[Start of section]

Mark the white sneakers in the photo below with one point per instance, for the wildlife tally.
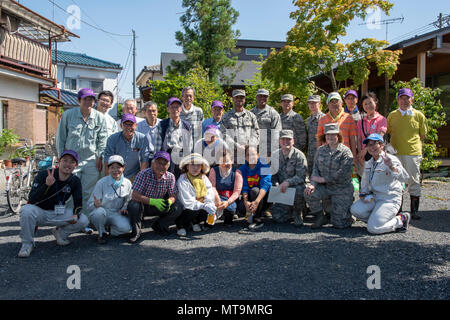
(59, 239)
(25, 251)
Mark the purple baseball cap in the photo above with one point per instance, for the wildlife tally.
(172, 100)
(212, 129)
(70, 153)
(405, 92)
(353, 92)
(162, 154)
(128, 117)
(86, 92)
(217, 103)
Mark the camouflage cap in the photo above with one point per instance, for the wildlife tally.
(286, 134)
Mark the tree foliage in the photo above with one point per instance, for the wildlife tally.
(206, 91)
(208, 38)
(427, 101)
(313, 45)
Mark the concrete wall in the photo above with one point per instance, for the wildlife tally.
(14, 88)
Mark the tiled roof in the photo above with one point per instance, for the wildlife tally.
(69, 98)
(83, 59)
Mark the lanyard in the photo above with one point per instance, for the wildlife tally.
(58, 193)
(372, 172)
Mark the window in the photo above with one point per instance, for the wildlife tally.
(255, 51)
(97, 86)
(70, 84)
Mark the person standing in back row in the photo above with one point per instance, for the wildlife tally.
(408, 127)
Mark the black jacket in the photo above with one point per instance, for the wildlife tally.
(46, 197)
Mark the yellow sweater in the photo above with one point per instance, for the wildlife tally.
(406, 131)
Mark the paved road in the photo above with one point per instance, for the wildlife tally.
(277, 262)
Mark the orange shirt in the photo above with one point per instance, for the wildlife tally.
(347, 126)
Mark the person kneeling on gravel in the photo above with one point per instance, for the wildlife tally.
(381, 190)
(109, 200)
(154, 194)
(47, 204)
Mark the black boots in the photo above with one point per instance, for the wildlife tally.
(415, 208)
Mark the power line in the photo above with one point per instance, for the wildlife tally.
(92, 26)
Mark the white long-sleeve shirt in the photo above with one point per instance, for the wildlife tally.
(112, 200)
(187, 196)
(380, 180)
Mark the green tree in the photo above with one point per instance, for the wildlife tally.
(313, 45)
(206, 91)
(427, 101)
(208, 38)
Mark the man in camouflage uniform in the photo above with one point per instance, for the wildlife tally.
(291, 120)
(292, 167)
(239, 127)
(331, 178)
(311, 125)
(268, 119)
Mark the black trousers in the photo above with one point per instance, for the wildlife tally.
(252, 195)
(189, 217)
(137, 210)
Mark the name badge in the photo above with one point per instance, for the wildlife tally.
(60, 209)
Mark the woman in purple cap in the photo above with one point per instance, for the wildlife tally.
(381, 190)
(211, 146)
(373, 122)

[End of section]
[Start of section]

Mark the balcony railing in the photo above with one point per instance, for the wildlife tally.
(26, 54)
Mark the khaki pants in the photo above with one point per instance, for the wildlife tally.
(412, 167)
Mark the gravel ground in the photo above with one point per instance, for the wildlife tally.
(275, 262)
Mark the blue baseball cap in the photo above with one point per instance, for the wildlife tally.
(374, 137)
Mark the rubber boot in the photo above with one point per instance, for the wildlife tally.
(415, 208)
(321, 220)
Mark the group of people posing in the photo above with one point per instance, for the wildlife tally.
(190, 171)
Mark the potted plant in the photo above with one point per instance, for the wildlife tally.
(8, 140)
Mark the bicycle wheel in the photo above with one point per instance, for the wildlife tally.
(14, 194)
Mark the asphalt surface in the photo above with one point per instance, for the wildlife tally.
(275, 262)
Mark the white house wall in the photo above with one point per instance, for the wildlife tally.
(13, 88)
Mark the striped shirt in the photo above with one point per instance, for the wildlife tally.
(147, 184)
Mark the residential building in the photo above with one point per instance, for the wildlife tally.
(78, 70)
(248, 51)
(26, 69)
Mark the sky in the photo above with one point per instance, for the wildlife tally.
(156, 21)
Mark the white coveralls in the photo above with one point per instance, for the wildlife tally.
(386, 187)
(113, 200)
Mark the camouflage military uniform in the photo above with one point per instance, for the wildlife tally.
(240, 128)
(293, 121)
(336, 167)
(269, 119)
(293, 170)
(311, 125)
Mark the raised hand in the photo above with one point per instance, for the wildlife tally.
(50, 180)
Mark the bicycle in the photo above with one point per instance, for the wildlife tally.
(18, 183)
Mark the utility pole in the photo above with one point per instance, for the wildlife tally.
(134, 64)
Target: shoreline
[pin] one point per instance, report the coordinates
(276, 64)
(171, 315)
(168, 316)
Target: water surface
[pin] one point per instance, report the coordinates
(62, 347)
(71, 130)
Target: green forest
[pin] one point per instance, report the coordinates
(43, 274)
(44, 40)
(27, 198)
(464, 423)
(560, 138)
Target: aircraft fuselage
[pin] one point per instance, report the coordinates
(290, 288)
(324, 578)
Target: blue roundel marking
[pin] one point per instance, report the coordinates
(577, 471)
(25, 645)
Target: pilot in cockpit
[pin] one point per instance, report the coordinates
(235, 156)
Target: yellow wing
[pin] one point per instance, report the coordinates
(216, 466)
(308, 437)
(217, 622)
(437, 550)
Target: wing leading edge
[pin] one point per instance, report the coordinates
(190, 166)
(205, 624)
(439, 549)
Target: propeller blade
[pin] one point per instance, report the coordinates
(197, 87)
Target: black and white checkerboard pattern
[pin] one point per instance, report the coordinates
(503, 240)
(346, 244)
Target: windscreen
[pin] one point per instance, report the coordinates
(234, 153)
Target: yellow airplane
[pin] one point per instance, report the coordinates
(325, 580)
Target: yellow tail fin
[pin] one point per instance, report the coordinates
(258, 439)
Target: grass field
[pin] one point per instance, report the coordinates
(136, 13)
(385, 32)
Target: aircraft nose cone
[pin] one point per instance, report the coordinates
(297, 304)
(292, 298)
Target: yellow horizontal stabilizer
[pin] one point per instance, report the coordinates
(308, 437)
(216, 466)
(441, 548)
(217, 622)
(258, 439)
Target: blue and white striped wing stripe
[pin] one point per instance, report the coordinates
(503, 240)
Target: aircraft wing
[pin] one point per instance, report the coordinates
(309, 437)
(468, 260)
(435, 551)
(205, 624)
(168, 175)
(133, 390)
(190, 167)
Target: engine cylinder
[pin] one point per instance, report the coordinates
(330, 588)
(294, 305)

[End of section]

* [Task details] In the records above, each line with the string "wing" should be copied.

* [Result for this exercise]
Target: yellow wing
Target: wing leading edge
Target: blue and white striped wing stripe
Target: aircraft wing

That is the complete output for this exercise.